-- START Listed entries --
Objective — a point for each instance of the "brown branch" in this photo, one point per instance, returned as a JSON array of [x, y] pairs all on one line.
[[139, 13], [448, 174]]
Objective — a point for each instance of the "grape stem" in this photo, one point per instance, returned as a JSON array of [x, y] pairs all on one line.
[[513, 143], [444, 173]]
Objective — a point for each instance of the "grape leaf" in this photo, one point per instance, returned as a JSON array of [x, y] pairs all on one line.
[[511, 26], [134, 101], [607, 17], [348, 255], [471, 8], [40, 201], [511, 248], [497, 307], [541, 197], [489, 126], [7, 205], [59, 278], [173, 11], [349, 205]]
-- END Listed entries --
- [Your task]:
Rewrite the lines as a JSON list of strings, one string per line and no blank lines. Begin at the first line and stop after the line that contains "[[513, 143], [444, 173]]".

- [Result of the exercise]:
[
  "Objective — a point for each instance of the \"brown branch\" in this photo, one point per instance, returned as a JSON array of [x, y] pairs all on one line.",
  "[[139, 13], [448, 174]]",
  "Objective — a point for each instance of the \"grape stem\" in this photo, one point per instance, returned as a JSON array of [x, y] pairs all on one line.",
  "[[513, 143], [444, 173]]"
]